++++ Exercise inputs

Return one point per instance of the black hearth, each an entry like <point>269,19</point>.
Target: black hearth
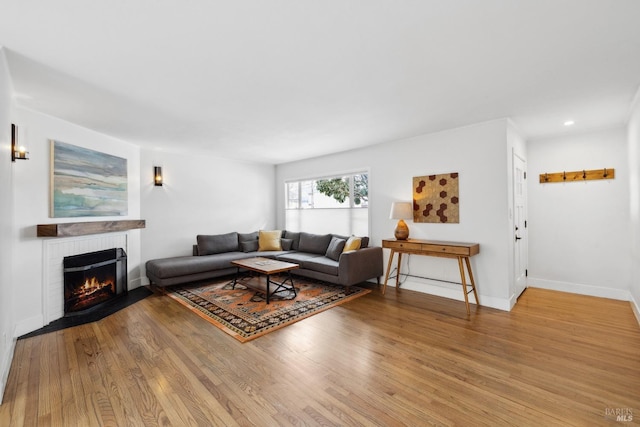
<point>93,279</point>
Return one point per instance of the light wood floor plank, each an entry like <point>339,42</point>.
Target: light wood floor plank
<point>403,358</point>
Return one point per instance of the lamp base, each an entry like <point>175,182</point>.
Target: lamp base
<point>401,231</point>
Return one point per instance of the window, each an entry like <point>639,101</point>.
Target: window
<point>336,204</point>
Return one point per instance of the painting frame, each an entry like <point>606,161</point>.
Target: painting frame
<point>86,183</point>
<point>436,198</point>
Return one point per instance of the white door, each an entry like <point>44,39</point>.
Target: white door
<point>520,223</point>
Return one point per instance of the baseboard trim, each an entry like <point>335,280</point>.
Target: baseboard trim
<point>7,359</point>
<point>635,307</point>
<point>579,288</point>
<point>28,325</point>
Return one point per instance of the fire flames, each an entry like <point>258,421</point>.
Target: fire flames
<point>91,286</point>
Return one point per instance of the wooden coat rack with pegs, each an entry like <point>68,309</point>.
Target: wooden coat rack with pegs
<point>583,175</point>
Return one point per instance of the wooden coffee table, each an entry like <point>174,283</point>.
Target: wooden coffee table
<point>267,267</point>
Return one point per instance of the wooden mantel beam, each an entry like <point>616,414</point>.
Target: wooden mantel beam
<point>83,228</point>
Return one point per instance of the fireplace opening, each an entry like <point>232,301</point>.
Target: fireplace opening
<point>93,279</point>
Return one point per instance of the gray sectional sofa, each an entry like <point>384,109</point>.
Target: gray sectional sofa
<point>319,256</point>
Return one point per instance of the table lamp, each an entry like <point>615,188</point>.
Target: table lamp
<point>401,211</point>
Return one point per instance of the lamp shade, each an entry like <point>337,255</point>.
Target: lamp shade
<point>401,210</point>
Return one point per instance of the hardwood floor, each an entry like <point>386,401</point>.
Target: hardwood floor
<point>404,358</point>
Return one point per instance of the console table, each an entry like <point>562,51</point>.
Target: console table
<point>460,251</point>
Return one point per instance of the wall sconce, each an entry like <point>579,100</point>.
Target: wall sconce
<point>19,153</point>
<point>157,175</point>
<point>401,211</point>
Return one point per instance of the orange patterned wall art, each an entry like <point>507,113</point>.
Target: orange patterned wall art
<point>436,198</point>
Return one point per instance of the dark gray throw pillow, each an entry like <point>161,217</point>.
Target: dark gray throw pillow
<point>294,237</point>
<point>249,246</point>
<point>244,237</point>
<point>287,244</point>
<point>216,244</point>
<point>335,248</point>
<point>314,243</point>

++++++++

__Task to complete__
Rewrite all of the records above, replacing "Target" with "Object" everywhere and leaving everything else unchanged. Omit the pictures from your output.

__Response to the exercise__
Return one point per instance of the black hearth, each an entry like <point>269,19</point>.
Object: black hearth
<point>93,279</point>
Return one point per instance of the light wood floor plank, each an entry like <point>339,42</point>.
Object: light wood floor plank
<point>403,358</point>
Return one point per instance of the lamp base, each an entry like <point>175,182</point>.
Object: lamp base
<point>401,231</point>
Return one point per instance of the window, each an entry like <point>639,101</point>.
Object: window
<point>336,204</point>
Return one point per instance of the painting frame, each an entry like <point>606,161</point>.
Object: painting frame
<point>86,183</point>
<point>436,198</point>
Return one point per instance of the white door, each an entry like <point>44,39</point>.
Object: white door
<point>520,223</point>
Return one point per instance of the baseboard trim, each an entry like <point>335,280</point>.
Object: baseboard trim
<point>7,359</point>
<point>635,307</point>
<point>579,288</point>
<point>28,325</point>
Return one point per instance of the fire flames, each an entry like <point>258,421</point>.
Object: fire flames
<point>91,286</point>
Return one point per instance of the wooden coat rack with pegs, each an entry like <point>68,309</point>.
Object: wooden coat rack with pegs
<point>583,175</point>
Return one point per instance of the wooden coffee table, each an entry like <point>174,283</point>.
Object: wooden coffee table
<point>267,267</point>
Return one point per instance of the wooden mantel beam, each an entry like <point>616,414</point>.
Object: wooden mantel beam
<point>83,228</point>
Return one point per instance of the fireplace opening, each an entry like <point>232,301</point>.
Object: fireplace opening
<point>93,279</point>
Return one point per instance of the gray sectional sofa, each an entry like <point>384,109</point>.
Object: gray sectional sofa
<point>319,256</point>
Return one point per instance of the table lamp, each an entry like <point>615,188</point>.
Object: table lamp
<point>401,211</point>
Return one point per instance of the lamp shade, each an entry like <point>337,255</point>.
Object: lamp shade
<point>401,210</point>
Return one point per instance of the hardwood floor, each an entry like <point>386,401</point>.
Object: hardwood floor
<point>404,358</point>
Return one point per instance of the console table, each an entry like <point>562,51</point>.
Object: console table
<point>460,251</point>
Return one point per instance of the wall sconce, each an entry like <point>579,100</point>.
Object: wall sconce
<point>19,153</point>
<point>157,175</point>
<point>401,211</point>
Return one point per instance of the orange patterned wall art, each an entry like <point>507,113</point>.
Object: orange patterned wall art
<point>436,198</point>
Return one point per instance of the dark gray throw pillow, each an entry like <point>161,217</point>.
Object: dark gray throw pillow
<point>294,237</point>
<point>249,246</point>
<point>244,237</point>
<point>287,244</point>
<point>216,244</point>
<point>335,248</point>
<point>314,243</point>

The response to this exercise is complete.